- **TEXT**
((

During the 6.2 Release Cycle, members of the WordPress Performance Team performed a performance analysis in order to identify the biggest opportunities to target for future performance enhancements. To do so, the team first created a methodology that could be used to perform a repeatable process by which results could be tested and confirmed. The full methodology and analysis can be found in this document.
Analysis scope and methodology
To start, the team identified a number of key use cases that would be tested. These were meant to cover the primary out of the box functionality of a simple, default WordPress site, which included testing both a classic theme (Twenty Twenty-One) and a block theme (Twenty Twenty-Three) both configured with the same content from the Theme Unit Test data.5 specific scenarios were tested for both themes:
- A homepage showing the latest posts: A common use case that includes fetching data for a list of several posts in a single request
- A basic page that is text only: A minimal use case that can serve as a baseline against a more complex post.
- A post page including a large set of images and default blocks: This use case allowed us to observe the effect of extra database queries and PHP routines required to render a complex page that is more realistic.
- The same homepage, with translation: This allowed us to see the performance impact of WPs translation functionality compared to a non-translated site.
- The same basic page, with translation: Same as above.
Each profiling test was done on a wp-env docker environment running PHP 7.4 (the recommended version for WP when the analysis was conducted) with XHProf installed for profiling. Other use cases and configurations were considered but not included in this initial analysis, including testing with a persistent object cache active, a multisite setup, and additional supported PHP versions.
Observations from the analysis
Below are the biggest opportunities identified for potential performance improvements, based on the profiling data collected against WordPress 6.2. An overview of the raw data for these observations is in the full results spreadsheet. When possible, relevant existing tickets for each improvement area are included for reference. These are not meant to be an exhaustive list of everything that will be addressed and additional tickets should be created as needed.
Improve template loading and rendering for classic themes
In the classic theme tested, the most expensive process is related to locating and rendering template parts. This starts with get_template_part(), includes the process of locating the template part files with locate_template(), and rendering the content for each template part. This whole process accounted for approximately 30–60% of the entire server response in the test results, with much of that time spent handling filesystem checks (e.g., file_exists() is responsible for 4–9% of all time measured and can likely be optimized with a cache), rendering widget blocks, etc. Given many of these filesystem checks aren’t likely to produce different outcomes often between requests, there are likely opportunities to find substantial improvements here.
Improve rendering of block widgets
Related to template loading, loading and rendering block widgets (i.e. profiling WP_Widget::display_callback) took ~8–24% of the response time. This may be partially due to the inclusion of widgets in the theme test data and may not be representative of all themes. Even so, we have identified that much of this code runs even when a theme is not utilizing widgets, making it a good candidate for further exploration. It’s possible that some widgets have a larger impact than others. For example, the core categories block used in the category list widget was responsible for 5–10% of the response time in our tests.

))

- **PROBLEMS AND TASKS**
A. Rewrite the paragraph of the performance analysis that begins "In the classic theme tested" as a short bulleted list, keeping its main facts.
B. Reproduce the performance analysis word for word from "- The same homepage, with" up to and including "supported PHP versions.".
C. According to the performance analysis, why are substantial improvements likely to be found in the filesystem checks made during template loading for classic themes? Answer in one to three sentences.

- **DATA**

((

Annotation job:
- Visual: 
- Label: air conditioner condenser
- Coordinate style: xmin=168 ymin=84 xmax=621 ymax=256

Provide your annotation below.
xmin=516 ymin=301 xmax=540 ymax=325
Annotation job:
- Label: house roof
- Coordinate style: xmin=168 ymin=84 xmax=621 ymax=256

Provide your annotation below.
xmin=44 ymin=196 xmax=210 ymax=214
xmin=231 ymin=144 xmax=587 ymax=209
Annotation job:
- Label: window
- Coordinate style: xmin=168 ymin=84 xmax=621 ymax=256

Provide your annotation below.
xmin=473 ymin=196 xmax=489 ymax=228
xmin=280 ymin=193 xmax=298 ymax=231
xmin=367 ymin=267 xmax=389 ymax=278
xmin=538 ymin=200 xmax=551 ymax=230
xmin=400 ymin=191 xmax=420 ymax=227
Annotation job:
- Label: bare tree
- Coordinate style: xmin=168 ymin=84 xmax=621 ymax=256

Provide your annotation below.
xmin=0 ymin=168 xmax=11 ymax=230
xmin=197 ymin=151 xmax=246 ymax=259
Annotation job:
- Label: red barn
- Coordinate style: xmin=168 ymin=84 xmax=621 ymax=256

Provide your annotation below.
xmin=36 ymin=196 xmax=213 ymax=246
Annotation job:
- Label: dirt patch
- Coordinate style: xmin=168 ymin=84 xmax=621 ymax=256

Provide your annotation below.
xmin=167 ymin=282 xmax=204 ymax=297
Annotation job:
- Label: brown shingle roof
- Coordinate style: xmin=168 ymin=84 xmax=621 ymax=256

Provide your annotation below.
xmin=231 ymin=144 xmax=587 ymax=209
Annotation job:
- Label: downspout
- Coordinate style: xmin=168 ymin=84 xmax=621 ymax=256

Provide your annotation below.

))

- **EXERCISE RESULTS**
A.
- In the classic theme tested, locating and rendering template parts is the most expensive process.
- The process starts with get_template_part(), locates template part files with locate_template(), and renders each part's content.
- It took roughly 30–60% of the total server response in the tests.
- Much of that time goes to filesystem checks and rendering widget blocks. file_exists() alone accounts for 4–9% of measured time and could likely be cached.
- These filesystem checks rarely produce different results between requests, so substantial improvements are likely possible.

B.
- The same homepage, with translation: This allowed us to see the performance impact of WPs translation functionality compared to a non-translated site.
- The same basic page, with translation: Same as above.
Each profiling test was done on a wp-env docker environment running PHP 7.4 (the recommended version for WP when the analysis was conducted) with XHProf installed for profiling. Other use cases and configurations were considered but not included in this initial analysis, including testing with a persistent object cache active, a multisite setup, and additional supported PHP versions.

C. Many of these filesystem checks are unlikely to give different outcomes from one request to the next. Functions such as file_exists() take up a notable share of response time, 4–9% of all time measured, and could likely be optimized with a cache.